_TASK INSTRUCTIONS_: Copy out everything from the row containing "A point belongs on each instance of the child" down to the last row below, requests included. Scale every x and y coordinate in the answers by 0.2, rounding to whole numbers with halves going up, leave the requests and their sample coordinates as they are, and give only these rows.

_MATERIAL SHOWN_:

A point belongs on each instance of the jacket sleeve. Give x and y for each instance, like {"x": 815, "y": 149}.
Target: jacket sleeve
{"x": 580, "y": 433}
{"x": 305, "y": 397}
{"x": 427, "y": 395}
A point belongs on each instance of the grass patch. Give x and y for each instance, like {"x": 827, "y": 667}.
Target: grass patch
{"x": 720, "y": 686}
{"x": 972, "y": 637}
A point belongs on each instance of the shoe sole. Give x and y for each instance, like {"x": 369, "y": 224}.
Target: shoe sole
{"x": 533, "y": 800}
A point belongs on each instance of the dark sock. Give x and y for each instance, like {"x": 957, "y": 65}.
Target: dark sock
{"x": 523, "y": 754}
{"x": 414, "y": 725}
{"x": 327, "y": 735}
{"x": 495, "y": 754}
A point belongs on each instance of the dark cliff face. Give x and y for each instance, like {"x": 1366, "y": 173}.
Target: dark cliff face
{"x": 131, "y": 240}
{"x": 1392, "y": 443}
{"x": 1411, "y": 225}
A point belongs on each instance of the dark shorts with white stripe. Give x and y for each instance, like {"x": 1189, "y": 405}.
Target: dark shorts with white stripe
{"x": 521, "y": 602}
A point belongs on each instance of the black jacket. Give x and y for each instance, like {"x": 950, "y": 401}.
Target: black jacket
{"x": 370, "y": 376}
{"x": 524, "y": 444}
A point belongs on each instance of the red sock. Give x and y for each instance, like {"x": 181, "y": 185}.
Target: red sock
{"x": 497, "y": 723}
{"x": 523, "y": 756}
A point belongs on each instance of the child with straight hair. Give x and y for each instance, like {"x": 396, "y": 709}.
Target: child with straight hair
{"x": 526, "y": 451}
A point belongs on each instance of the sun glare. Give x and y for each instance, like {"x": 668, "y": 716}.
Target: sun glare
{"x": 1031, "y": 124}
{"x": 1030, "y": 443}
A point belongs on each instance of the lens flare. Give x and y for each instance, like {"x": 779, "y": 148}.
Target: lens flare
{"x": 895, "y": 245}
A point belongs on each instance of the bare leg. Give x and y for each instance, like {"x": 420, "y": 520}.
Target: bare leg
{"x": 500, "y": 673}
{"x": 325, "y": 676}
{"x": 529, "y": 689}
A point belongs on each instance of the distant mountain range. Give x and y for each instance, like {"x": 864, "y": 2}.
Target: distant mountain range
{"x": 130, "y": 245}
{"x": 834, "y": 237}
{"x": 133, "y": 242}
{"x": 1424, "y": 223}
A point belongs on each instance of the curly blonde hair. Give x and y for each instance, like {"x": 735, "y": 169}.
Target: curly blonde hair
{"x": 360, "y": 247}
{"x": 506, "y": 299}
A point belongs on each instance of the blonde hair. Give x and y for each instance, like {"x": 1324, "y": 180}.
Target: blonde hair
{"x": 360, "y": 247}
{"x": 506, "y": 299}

_ANSWER TO THIS PROBLEM_:
A point belongs on each instance of the child with straight hair. Give x and y for each instance, like {"x": 396, "y": 709}.
Target: child with straight hair
{"x": 105, "y": 90}
A point belongs on each instance of the sun glare. Give x and y for each instance, like {"x": 668, "y": 716}.
Target: sun glare
{"x": 206, "y": 25}
{"x": 206, "y": 89}
A point belongs on each instance of the lens flare. Give x and y for each instance, like {"x": 779, "y": 148}.
Target: lens flare
{"x": 179, "y": 49}
A point belongs on each instance of the bare leg. Give x and y for each instance, like {"x": 420, "y": 520}.
Target: bare leg
{"x": 100, "y": 135}
{"x": 65, "y": 135}
{"x": 106, "y": 138}
A point belongs on each instance of the distant mountain range. Give x and y for each instance, like {"x": 864, "y": 2}.
Target: distant mountain range
{"x": 26, "y": 49}
{"x": 167, "y": 47}
{"x": 27, "y": 48}
{"x": 285, "y": 45}
A point belongs on each instance of the curly blonde hair. Give x and y for each instance, like {"x": 735, "y": 169}.
Target: curly blonde hair
{"x": 72, "y": 49}
{"x": 101, "y": 60}
A point belongs on each instance of the blonde hair. Give x and y for each instance, like {"x": 1324, "y": 180}.
Target: blonde hair
{"x": 72, "y": 49}
{"x": 101, "y": 60}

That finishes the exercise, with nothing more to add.